• _Box-labeled dataset extracts_
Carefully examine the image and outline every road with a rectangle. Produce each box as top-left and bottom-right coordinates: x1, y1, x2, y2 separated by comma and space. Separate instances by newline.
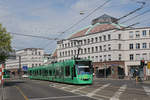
0, 79, 150, 100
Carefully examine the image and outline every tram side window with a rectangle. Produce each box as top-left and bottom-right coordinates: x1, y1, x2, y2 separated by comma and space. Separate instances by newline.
65, 66, 70, 76
56, 69, 59, 76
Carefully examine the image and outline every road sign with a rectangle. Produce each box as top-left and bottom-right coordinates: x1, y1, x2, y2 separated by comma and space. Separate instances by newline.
147, 62, 150, 69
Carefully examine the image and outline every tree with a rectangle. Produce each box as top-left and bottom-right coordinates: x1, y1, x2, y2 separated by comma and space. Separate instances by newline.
0, 24, 12, 63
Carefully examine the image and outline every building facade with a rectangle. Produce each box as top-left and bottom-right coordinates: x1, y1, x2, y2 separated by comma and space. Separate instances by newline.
6, 48, 44, 73
57, 15, 150, 78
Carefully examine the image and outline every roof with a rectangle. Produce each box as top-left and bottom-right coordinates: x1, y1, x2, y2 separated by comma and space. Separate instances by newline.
89, 24, 116, 34
69, 23, 123, 38
70, 28, 89, 38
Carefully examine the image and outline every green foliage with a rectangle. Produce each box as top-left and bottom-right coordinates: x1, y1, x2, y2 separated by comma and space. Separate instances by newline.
0, 24, 12, 63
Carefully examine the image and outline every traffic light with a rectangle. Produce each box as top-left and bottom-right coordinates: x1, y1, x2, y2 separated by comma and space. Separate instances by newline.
141, 60, 145, 67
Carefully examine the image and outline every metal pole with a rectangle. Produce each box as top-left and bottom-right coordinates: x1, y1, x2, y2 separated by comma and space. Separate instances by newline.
19, 56, 21, 79
105, 64, 107, 79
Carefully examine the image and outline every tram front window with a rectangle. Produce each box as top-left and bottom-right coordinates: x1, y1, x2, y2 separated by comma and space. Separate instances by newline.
76, 61, 91, 75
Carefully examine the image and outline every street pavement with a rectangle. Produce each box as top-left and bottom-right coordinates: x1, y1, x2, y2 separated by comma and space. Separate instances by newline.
0, 79, 150, 100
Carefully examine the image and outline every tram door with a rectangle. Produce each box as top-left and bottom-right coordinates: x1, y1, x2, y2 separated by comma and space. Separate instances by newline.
61, 66, 64, 81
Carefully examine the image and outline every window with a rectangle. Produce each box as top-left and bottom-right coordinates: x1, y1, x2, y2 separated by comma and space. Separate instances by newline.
129, 31, 133, 38
142, 30, 146, 37
143, 43, 147, 49
80, 40, 83, 45
130, 54, 134, 60
74, 50, 76, 55
32, 64, 34, 67
99, 56, 102, 61
71, 42, 73, 47
92, 47, 94, 53
71, 50, 73, 55
84, 48, 87, 54
68, 43, 70, 47
119, 54, 121, 60
59, 52, 61, 57
99, 36, 102, 42
65, 44, 67, 48
135, 31, 140, 38
95, 46, 98, 52
103, 35, 106, 41
118, 34, 121, 40
65, 66, 70, 76
104, 55, 106, 61
118, 44, 121, 50
142, 53, 147, 60
108, 55, 111, 61
108, 34, 111, 40
95, 56, 98, 62
135, 54, 140, 60
88, 39, 90, 44
68, 51, 70, 56
99, 46, 102, 51
129, 44, 133, 49
84, 39, 86, 44
136, 43, 140, 49
65, 51, 67, 56
88, 48, 90, 53
74, 41, 76, 46
108, 44, 111, 50
104, 45, 106, 51
35, 51, 37, 55
80, 49, 83, 54
91, 38, 94, 43
95, 37, 98, 42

• _WHAT THE EXERCISE ASKS_
Rewrite the material from the line with "Carefully examine the image and outline every traffic" to the line with "141, 60, 145, 67", changing "traffic light" to "signal lamp" and keeping everything else the same.

• _WORKED ANSWER_
Carefully examine the image and outline every signal lamp with a rectangle. Produce each box as top-left and bottom-right coordinates: x1, y1, x2, y2 separated by comma and space. Separate instances by newline.
141, 60, 145, 67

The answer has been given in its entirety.